┌─ RECORDS SHOWN

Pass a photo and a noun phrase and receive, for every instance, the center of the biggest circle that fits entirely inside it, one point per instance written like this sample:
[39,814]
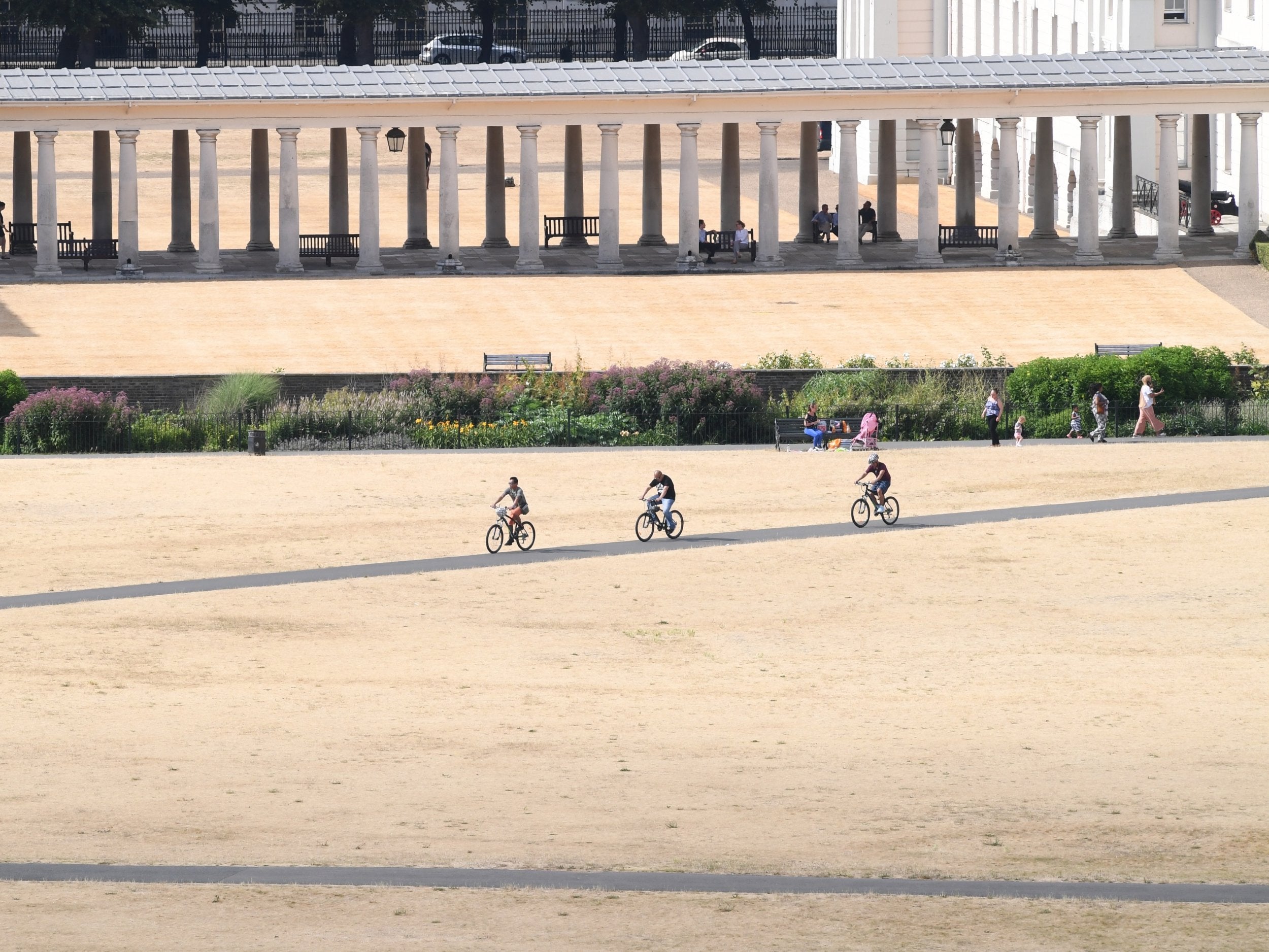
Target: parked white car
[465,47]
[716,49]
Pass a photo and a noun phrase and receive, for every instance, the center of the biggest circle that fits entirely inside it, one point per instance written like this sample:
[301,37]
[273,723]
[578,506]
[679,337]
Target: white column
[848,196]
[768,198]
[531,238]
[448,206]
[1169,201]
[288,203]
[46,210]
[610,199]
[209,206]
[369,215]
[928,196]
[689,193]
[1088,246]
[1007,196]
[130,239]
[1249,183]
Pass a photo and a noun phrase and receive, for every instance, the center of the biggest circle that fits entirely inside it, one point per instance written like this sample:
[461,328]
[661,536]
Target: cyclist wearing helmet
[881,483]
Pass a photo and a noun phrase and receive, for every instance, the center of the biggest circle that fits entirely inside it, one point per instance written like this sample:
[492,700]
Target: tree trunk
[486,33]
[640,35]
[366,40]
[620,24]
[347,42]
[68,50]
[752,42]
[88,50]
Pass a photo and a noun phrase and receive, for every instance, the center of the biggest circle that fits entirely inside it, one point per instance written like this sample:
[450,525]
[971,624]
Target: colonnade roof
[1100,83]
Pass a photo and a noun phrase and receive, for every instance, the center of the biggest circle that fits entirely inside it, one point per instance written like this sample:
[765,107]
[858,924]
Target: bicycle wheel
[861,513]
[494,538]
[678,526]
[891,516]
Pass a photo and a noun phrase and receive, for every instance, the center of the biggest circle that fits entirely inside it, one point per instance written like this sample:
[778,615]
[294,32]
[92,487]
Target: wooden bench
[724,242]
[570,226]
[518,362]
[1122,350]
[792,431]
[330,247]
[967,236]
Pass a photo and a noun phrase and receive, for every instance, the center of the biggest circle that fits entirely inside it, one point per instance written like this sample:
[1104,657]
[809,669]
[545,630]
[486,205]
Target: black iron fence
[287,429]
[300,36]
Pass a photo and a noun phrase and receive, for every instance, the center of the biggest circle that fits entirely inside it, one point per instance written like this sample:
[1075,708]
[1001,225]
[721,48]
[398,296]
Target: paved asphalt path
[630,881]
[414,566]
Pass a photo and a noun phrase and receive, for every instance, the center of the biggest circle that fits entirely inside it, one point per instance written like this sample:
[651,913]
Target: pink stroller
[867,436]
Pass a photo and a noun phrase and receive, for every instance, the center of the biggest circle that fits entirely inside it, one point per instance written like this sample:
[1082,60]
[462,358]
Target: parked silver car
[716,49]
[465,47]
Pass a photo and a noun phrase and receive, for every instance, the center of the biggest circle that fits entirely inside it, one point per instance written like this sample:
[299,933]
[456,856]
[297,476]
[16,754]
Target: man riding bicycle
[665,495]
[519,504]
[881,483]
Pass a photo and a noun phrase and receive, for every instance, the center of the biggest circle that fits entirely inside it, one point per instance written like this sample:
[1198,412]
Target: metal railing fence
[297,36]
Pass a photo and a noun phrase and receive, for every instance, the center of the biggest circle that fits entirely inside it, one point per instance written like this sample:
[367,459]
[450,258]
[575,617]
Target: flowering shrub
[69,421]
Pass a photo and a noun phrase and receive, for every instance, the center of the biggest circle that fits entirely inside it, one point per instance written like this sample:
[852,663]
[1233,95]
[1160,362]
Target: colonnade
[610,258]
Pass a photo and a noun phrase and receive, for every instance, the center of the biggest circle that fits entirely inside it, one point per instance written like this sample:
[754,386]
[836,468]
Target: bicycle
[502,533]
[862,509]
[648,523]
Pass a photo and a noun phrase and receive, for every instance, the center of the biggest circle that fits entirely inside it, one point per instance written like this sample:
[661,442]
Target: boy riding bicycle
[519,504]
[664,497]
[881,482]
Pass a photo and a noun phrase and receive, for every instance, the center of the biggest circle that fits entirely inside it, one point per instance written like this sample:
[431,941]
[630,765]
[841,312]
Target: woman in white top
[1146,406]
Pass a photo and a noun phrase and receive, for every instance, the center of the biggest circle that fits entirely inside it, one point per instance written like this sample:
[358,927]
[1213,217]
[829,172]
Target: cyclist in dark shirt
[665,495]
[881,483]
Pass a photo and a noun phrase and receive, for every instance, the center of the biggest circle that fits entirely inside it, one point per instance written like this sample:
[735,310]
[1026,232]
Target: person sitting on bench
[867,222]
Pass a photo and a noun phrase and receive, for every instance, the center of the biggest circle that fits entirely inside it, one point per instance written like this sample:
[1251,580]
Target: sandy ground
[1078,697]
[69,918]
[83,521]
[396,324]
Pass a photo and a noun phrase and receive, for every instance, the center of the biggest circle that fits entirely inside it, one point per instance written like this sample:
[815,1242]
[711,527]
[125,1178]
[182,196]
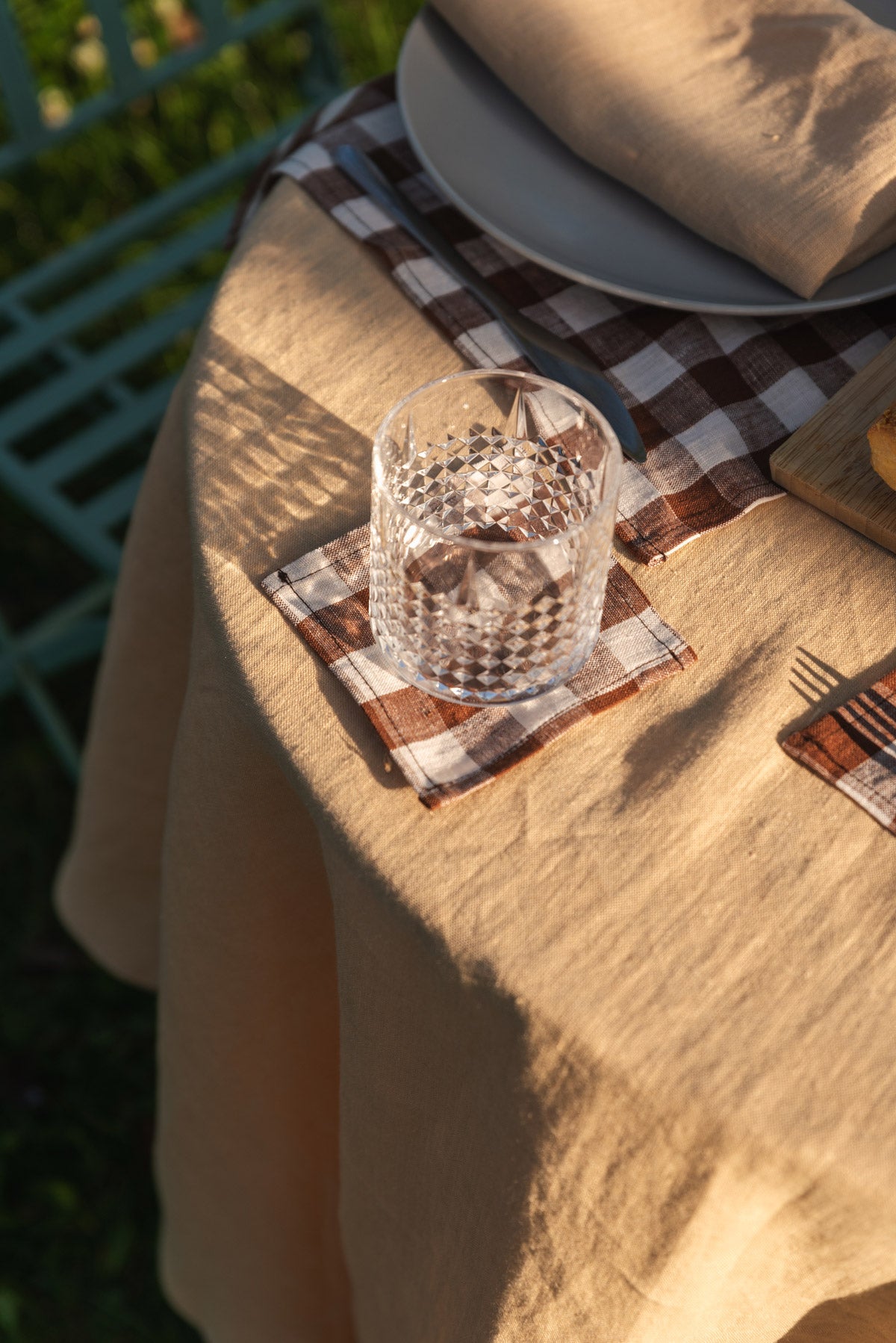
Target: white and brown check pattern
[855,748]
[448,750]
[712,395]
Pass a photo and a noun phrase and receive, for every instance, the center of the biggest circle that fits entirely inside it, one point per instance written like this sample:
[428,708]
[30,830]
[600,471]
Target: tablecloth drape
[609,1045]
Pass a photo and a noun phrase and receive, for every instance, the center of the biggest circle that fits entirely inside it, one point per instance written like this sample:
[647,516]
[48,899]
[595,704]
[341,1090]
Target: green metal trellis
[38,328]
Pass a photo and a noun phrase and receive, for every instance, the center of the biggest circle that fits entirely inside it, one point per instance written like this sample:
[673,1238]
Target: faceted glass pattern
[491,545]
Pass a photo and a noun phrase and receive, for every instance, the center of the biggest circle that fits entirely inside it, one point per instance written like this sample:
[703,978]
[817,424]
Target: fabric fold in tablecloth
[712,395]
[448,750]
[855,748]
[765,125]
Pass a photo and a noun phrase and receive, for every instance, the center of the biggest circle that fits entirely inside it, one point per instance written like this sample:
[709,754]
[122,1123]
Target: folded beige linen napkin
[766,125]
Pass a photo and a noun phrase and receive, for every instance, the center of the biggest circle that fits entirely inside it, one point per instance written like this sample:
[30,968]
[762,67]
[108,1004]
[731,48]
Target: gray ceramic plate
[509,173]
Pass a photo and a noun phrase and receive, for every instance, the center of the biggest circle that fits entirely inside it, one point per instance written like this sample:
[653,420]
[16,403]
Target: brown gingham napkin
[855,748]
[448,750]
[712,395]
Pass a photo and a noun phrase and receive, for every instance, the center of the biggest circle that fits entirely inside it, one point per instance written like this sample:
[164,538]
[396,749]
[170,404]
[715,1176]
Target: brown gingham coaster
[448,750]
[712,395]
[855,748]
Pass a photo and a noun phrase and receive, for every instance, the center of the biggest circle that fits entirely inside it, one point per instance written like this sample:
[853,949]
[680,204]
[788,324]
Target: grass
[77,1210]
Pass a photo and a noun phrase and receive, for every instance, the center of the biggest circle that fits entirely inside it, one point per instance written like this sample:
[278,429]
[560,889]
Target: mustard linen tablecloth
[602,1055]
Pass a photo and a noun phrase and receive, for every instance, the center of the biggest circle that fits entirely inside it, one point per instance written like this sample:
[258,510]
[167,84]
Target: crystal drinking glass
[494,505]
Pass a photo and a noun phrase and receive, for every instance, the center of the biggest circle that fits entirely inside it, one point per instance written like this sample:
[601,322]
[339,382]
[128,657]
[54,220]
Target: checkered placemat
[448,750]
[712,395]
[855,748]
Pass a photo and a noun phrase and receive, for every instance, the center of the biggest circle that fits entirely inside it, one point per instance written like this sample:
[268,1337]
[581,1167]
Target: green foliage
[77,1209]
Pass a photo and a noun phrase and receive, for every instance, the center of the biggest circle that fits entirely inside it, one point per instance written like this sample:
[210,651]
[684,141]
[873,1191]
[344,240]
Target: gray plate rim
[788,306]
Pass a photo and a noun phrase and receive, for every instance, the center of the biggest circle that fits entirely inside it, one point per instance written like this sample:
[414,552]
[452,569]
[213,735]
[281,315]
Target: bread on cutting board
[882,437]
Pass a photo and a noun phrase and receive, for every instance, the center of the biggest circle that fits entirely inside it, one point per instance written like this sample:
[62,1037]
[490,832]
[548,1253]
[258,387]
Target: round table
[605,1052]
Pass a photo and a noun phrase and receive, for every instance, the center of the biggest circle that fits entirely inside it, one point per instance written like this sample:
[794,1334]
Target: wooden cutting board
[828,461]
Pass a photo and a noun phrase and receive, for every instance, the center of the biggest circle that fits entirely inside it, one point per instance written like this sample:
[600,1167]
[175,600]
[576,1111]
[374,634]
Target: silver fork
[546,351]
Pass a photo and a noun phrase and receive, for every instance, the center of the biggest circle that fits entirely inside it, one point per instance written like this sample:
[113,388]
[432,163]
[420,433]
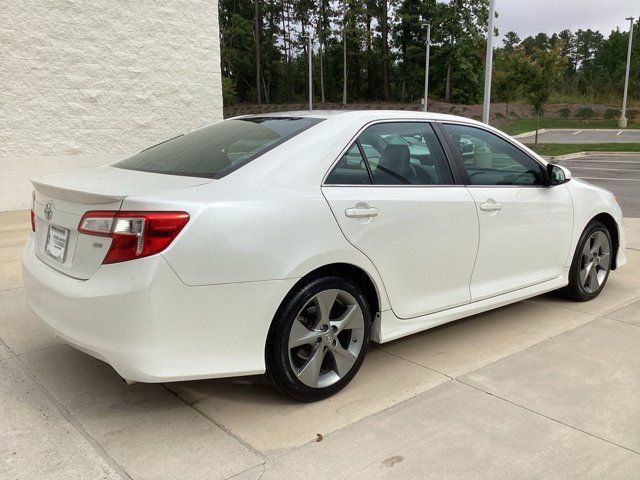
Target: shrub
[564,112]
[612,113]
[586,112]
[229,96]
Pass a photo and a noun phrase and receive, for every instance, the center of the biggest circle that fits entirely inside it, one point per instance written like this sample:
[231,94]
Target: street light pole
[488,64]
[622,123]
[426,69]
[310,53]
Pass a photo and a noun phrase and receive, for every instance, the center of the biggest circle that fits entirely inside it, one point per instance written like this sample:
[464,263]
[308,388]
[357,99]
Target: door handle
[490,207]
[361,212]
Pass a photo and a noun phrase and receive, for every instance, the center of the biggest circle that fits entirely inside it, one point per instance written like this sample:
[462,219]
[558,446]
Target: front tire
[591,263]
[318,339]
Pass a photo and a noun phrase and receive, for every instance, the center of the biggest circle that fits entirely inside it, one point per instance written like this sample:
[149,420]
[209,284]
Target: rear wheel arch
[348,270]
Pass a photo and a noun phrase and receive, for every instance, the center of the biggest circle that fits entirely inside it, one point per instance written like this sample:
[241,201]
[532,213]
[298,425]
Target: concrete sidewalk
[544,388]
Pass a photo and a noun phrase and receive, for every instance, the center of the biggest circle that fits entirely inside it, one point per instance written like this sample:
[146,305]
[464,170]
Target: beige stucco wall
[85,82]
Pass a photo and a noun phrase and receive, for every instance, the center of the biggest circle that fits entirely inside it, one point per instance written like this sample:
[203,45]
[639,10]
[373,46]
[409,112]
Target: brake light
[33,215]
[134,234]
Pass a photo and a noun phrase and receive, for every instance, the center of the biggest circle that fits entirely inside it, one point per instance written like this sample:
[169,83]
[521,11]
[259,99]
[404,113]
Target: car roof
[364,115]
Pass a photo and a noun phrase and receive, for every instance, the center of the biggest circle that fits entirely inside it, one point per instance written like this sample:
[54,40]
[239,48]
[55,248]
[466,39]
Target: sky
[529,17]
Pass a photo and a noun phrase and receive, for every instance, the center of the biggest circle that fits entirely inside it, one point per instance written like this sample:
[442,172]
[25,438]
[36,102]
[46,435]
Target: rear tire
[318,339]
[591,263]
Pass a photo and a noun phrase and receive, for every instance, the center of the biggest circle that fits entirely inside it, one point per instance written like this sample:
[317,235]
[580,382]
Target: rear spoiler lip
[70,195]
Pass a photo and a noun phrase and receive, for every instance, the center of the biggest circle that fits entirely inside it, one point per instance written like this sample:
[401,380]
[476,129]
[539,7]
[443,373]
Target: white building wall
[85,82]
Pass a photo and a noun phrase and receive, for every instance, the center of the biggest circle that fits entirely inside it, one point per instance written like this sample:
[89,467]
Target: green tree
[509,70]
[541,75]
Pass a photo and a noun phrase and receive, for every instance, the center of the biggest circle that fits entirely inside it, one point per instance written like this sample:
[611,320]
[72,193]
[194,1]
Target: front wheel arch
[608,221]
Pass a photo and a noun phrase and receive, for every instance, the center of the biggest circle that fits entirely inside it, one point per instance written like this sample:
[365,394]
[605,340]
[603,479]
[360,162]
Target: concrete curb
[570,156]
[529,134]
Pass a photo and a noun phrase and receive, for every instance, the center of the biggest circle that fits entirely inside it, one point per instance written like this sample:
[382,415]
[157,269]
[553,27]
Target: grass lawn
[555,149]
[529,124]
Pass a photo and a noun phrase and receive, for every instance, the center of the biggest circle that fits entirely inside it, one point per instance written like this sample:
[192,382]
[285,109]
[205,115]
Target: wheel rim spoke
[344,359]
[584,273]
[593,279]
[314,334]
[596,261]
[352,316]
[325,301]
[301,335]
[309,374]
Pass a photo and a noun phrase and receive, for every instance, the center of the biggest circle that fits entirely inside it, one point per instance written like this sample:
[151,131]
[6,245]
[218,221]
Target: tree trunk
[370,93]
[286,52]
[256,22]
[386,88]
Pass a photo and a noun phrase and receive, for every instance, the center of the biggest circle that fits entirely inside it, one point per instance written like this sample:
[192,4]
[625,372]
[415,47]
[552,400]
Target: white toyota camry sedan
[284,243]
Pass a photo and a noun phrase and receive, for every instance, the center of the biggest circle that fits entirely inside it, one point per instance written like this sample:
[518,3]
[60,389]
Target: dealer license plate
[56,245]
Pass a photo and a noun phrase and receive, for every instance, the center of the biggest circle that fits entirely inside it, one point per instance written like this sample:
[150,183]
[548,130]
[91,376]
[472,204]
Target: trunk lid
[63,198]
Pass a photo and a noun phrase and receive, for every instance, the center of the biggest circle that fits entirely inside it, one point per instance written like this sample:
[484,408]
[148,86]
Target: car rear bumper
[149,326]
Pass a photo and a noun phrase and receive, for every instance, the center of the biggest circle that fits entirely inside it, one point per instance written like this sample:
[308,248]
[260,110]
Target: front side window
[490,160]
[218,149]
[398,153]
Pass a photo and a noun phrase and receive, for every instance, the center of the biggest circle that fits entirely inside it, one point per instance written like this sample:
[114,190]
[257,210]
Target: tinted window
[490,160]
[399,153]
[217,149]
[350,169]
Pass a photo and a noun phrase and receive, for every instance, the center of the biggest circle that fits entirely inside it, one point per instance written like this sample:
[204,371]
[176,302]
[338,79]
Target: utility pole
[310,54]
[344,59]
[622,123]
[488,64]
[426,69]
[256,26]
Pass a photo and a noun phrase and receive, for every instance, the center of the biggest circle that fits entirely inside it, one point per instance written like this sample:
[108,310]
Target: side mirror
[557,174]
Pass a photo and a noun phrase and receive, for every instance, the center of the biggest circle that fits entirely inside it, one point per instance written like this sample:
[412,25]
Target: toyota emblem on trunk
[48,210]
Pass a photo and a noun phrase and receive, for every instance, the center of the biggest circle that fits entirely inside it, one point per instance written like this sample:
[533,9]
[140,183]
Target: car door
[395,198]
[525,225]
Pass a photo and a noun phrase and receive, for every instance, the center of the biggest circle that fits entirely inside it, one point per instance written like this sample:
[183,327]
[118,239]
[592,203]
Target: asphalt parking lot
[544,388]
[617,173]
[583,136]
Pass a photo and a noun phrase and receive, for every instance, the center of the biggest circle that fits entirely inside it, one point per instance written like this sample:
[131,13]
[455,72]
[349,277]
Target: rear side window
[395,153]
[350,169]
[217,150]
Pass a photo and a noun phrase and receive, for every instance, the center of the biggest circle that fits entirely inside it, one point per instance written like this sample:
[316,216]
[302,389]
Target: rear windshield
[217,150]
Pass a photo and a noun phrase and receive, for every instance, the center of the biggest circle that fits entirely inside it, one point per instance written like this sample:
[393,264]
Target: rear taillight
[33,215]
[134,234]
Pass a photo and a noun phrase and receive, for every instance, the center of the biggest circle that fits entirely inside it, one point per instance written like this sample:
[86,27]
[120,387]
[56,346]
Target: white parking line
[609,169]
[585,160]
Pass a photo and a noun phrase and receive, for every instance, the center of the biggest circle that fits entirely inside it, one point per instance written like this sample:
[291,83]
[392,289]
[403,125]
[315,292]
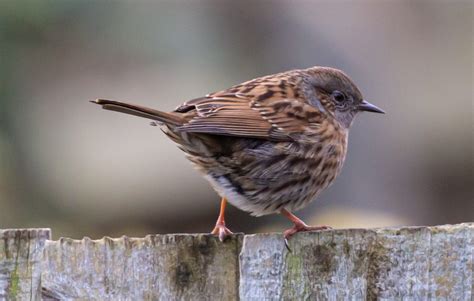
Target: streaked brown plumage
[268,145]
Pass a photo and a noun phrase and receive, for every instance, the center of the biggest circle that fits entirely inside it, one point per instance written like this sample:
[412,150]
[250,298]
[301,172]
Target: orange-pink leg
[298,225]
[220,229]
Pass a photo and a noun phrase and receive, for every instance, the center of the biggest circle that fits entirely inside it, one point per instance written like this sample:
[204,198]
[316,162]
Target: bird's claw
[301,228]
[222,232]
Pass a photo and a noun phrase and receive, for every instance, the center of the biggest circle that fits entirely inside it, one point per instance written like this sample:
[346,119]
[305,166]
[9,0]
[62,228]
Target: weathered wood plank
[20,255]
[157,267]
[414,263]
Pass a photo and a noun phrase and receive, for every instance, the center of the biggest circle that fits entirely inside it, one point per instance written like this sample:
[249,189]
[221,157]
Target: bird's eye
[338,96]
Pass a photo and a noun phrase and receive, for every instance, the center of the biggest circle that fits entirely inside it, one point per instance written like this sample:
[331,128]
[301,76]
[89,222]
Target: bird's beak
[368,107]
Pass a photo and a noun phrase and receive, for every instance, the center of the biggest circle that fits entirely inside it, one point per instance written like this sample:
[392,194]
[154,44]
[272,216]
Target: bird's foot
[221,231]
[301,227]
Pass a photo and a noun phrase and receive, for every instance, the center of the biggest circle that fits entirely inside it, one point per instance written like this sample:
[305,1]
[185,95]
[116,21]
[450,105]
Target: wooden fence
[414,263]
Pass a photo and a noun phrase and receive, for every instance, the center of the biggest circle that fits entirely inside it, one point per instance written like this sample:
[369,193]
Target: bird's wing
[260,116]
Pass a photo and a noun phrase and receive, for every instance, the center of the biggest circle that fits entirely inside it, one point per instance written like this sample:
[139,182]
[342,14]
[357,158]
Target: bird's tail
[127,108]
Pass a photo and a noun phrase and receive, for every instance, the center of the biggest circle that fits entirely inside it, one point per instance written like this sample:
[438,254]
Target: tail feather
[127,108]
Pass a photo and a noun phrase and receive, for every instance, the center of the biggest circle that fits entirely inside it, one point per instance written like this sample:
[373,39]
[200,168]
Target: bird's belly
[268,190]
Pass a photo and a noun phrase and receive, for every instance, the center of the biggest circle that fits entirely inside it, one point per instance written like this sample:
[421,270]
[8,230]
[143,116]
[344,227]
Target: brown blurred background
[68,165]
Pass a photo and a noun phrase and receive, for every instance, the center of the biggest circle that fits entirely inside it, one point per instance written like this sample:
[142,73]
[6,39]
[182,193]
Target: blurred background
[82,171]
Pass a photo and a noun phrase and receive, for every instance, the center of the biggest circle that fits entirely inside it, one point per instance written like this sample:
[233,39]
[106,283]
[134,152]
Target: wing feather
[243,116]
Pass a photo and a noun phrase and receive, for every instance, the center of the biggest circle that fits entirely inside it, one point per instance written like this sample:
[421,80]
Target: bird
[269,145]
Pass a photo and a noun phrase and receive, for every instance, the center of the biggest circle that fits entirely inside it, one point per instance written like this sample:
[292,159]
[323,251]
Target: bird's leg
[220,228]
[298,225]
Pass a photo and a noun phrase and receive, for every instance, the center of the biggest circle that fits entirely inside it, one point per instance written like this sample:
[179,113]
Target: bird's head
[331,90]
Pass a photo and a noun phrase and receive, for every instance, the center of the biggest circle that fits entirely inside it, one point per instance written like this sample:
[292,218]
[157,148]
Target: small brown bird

└─

Identify every line in the data above that contains the string "board", and copy each of those lines. Matching is case-sensitive.

SOLUTION BELOW:
Target: bread on cutting board
Target: wooden cutting board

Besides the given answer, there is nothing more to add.